--- start of PASSAGE GIVEN ---
Rigor depends on the solution, and thus, the student

The following trapezoid problem from the 6th-grade exam is a good example of what Grant was talking about.  It also illustrates the subjective nature of rigor.

6th grade trapezoid question

Here, the student is asked to find the area of an isosceles trapezoid.  According to the annotations, the student is expected to decompose the trapezoid into a rectangle and two triangles, use mathematical properties of these figures to determine their dimensions, find the areas, and then combine all of the information into a final answer.  This definitely sounds like a rigorous task:  the student is expected to think of a mathematical object in several ways, connect multiple ideas through several steps, and be precise in putting everything together.

The problem would be perceived much differently, however, if the student knew the standard formula for the area of a trapezoid (that is, area is equal to the product of the average of the bases and the height).  Knowing that formula would make this a recall-and-apply-the-formula question, and not especially rigorous.  Thus, this question might be considered rigorous in the context of 6th grade mathematics, but not in the context of 8th grade mathematics.
--- end of PASSAGE GIVEN ---
--- start of RECORDS ---
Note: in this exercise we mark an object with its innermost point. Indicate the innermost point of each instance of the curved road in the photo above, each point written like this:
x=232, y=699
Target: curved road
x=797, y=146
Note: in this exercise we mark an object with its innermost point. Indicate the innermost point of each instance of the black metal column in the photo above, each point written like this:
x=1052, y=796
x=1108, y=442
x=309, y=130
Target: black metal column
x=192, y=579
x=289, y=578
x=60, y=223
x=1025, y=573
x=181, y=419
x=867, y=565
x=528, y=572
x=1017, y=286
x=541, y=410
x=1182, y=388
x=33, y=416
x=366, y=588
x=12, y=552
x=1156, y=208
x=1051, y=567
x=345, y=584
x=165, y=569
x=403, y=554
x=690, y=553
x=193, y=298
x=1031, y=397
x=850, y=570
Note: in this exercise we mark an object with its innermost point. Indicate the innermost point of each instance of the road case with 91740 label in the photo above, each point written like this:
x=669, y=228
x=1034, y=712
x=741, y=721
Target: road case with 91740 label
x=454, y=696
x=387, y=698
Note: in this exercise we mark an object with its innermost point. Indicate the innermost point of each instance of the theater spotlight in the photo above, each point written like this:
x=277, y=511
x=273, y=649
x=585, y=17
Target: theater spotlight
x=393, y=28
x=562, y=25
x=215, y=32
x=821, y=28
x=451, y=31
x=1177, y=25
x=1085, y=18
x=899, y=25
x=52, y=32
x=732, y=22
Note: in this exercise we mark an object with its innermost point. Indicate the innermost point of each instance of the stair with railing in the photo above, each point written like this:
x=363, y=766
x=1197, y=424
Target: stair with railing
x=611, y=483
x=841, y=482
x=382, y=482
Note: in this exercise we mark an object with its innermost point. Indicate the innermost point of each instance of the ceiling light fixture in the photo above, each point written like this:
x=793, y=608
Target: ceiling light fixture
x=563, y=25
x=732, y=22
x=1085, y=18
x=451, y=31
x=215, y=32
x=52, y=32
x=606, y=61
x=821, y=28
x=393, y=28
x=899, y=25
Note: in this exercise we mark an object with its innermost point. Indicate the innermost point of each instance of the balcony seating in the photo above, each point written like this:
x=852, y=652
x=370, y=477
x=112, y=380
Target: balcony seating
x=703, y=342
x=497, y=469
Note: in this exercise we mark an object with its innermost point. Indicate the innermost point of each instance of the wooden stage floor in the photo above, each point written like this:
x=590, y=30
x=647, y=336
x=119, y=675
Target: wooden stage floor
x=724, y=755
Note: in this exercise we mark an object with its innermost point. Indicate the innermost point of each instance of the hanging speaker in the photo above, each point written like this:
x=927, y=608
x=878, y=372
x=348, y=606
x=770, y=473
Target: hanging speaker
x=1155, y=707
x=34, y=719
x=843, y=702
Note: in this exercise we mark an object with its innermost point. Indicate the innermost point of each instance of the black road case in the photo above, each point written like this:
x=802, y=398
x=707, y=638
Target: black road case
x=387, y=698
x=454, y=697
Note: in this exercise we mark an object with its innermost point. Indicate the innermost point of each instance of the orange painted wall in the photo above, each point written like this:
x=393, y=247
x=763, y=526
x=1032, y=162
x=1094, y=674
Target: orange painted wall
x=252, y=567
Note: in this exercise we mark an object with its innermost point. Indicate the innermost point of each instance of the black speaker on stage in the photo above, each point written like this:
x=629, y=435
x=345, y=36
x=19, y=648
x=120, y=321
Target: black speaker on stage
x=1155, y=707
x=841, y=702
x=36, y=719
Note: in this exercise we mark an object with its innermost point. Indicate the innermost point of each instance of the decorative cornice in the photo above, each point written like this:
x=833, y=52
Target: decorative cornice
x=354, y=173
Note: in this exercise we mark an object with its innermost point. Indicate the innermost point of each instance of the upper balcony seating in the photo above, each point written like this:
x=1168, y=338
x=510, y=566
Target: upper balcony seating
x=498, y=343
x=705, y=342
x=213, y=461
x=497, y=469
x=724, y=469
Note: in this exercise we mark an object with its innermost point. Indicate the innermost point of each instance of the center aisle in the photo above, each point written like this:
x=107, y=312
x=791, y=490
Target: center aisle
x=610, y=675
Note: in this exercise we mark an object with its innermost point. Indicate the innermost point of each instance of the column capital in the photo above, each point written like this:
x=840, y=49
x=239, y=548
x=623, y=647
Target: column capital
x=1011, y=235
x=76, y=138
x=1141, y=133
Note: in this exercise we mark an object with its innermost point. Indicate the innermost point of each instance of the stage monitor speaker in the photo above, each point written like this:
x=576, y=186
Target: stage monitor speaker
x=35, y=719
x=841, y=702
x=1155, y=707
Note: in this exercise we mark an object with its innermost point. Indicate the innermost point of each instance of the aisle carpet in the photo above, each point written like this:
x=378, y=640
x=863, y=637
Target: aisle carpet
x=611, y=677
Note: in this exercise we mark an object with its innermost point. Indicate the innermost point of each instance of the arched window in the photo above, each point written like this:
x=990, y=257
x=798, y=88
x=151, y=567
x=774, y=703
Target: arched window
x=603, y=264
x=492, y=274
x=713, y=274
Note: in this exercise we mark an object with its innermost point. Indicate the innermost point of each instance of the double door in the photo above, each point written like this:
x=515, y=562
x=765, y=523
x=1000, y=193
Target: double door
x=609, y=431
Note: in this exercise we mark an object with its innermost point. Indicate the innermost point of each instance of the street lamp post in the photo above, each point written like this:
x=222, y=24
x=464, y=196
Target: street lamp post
--- end of RECORDS ---
**PROBLEMS**:
a) For each statement below, say whether it agrees with the passage on rigor, answering yes or no and quoting the words of the passage that decide it. (i) The student is expected to break the trapezoid into a rectangle and two triangles. (ii) The problem asks the student to find the perimeter of the trapezoid. (iii) Knowing the standard area formula would make the question more rigorous.
b) Carry on with the passage on rigor, picking up from its final sentence.
The records have nothing to do with the passage on rigor.

**ANSWER SET**:
a)
(i) Yes: "the student is expected to decompose the trapezoid into a rectangle and two triangles"
(ii) No: "the student is asked to find the area of an isosceles trapezoid"
(iii) No: "Knowing that formula would make this a recall-and-apply-the-formula question, and not especially rigorous."

b)
But if a 6th grade student happens to know the formula for the area of a trapezoid, they’ll get the answer faster while sidestepping all the messy details; that is, the rigor.  And it won’t take long for students and teachers to realize that memorizing higher-level formulas might help them navigate these rigorous exams more efficiently and effectively.  These rigorous questions, whose rigor depends in part on a lack of advanced content knowledge, might actually encourage some decidedly un-rigorous behavior in students and teachers.

Grant Wiggins Responds

I agree with your first two points. Just because a question comes from a higher grade level doesn’t make it rigorous. And rigor is surely not an absolute but relative criterion, referring to the intersection of the learner’s prior learning and the demands of the question. (This will make mass testing very difficult, of course).

To me, rigor has (at least) 3 other aspects when testing: learners must face a novel(-seeming) question, do something with an atypically high degree of precision and skill, and both invent and double-check the approach and result, be it in math or writing a paper. The novel (or novel-seeming) aspect to the challenge typically means that there is some new context, look and feel, changed constraint, or other superficial oddness than what happened in prior instruction and testing. (i.e. what Bloom said had to be true of any “application” task in the Taxonomy).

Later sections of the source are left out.